Data Quality eXcellence

Project description

DQX - Data Quality Excellence

Transform data validation into mathematical expressions. Find issues before they find you.

Write quality checks as code, not SQL. Get instant feedback on millions of rows.

Why DQX?

Before: Complex SQL that's hard to maintain

WITH metrics AS (
  SELECT
    COUNT(*) as total,
    SUM(CASE WHEN price IS NULL THEN 1 ELSE 0 END) as null_prices,
    AVG(price) as avg_price
  FROM orders
)
SELECT
  CASE
    WHEN null_prices::float / total > 0.05 THEN 'FAIL: Too many nulls'
    WHEN avg_price < 10 THEN 'FAIL: Prices too low'
    ELSE 'PASS'
  END as result
FROM metrics;

After: Clear, testable validation logic

@check(name="Order quality")
def validate_orders(mp: MetricProvider, ctx: Context) -> None:
    null_rate = mp.null_count("price") / mp.num_rows()
    ctx.assert_that(null_rate).where(name="Price completeness").is_leq(0.05)
    ctx.assert_that(mp.average("price")).where(name="Price reasonableness").is_geq(10.0)

Quick Start

pip install dqx

Then validate your data:

import pyarrow as pa
import sympy as sp
from dqx.api import check, VerificationSuite, MetricProvider, Context
from dqx.common import ResultKey
from dqx.datasource import DuckRelationDataSource
from dqx.orm.repositories import InMemoryMetricDB


# Your business rules as code
@check(name="Revenue integrity")
def validate_revenue(mp: MetricProvider, ctx: Context) -> None:
    # Catch calculation errors
    calculated = mp.sum("price") * mp.sum("quantity")
    reported = mp.sum("revenue")
    error_rate = sp.Abs(calculated - reported) / reported

    ctx.assert_that(error_rate).where(
        name="Revenue calculation accuracy", severity="P0"

PROBLEMS AND TASKS:
a. In the DQX description, rewrite the paragraph beginning "Write quality checks as code" as a two-item list that keeps both of its points.
b. Answer these questions from the DQX description, one answer per line:
(i) What command installs the package?
(ii) In the "Before" SQL, what share of null prices in the total makes the result fail?
(iii) In the "After" example, what name is given to the assertion on the average price?

INFORMATION SHOWN:
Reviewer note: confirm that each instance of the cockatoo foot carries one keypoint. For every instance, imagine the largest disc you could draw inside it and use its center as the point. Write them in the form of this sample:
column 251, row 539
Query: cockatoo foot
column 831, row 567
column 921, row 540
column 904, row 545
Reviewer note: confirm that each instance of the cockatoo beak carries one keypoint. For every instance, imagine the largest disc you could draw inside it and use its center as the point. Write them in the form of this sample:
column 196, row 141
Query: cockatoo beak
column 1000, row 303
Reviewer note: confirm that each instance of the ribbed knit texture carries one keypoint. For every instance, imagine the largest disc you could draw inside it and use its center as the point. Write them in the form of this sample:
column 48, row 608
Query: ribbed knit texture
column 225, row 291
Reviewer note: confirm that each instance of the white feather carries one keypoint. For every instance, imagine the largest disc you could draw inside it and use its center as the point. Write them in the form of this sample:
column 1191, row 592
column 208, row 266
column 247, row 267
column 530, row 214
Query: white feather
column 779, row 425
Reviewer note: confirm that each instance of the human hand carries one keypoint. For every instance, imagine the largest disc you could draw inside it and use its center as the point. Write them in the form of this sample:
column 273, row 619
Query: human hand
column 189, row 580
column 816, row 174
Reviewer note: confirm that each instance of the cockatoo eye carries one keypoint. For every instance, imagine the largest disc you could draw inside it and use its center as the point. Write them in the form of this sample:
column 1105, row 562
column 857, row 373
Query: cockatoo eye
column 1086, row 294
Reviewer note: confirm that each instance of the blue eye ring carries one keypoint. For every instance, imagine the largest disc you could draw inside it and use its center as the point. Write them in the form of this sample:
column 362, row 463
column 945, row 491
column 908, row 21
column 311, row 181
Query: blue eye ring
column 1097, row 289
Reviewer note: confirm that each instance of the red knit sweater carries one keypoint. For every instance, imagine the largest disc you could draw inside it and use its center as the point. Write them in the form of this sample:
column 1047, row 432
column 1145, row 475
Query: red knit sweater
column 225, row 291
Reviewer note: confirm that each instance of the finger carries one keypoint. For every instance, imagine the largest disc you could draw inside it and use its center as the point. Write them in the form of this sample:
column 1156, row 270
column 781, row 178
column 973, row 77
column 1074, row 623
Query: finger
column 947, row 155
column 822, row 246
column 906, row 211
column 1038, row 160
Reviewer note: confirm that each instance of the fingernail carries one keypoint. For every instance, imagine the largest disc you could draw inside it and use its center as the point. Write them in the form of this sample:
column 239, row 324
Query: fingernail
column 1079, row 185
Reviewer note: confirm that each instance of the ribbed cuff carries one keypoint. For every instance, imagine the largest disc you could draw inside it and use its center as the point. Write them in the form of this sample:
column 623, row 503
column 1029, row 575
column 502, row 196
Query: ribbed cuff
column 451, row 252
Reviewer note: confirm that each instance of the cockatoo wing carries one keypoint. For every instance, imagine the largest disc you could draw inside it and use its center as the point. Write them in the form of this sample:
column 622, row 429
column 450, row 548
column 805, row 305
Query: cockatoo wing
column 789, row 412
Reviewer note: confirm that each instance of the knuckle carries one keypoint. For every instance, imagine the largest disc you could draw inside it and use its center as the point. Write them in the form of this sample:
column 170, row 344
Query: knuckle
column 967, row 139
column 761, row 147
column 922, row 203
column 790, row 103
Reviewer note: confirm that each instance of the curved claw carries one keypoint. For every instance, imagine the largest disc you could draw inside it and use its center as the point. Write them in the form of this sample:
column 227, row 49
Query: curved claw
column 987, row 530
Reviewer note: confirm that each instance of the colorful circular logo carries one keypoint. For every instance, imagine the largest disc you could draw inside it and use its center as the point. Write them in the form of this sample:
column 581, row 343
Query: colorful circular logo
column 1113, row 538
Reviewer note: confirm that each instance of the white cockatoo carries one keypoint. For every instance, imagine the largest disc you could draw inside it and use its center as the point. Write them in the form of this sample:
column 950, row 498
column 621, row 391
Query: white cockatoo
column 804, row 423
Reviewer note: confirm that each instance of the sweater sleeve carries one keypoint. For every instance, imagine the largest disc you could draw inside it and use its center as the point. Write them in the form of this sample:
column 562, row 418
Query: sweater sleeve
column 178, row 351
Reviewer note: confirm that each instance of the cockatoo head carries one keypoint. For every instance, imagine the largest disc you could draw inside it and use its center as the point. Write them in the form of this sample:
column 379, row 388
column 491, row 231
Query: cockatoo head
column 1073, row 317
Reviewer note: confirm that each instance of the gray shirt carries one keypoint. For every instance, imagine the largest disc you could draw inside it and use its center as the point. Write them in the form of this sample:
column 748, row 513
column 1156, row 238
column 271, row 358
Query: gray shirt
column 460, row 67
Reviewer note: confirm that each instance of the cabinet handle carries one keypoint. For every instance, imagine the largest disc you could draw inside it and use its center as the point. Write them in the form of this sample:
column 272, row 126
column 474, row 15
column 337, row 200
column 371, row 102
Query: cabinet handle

RESPONSES BY TASK:
a.
- Quality checks are written as code instead of SQL.
- Feedback comes instantly, even across millions of rows.

b.
(i) pip install dqx
(ii) A share greater than 0.05
(iii) Price reasonableness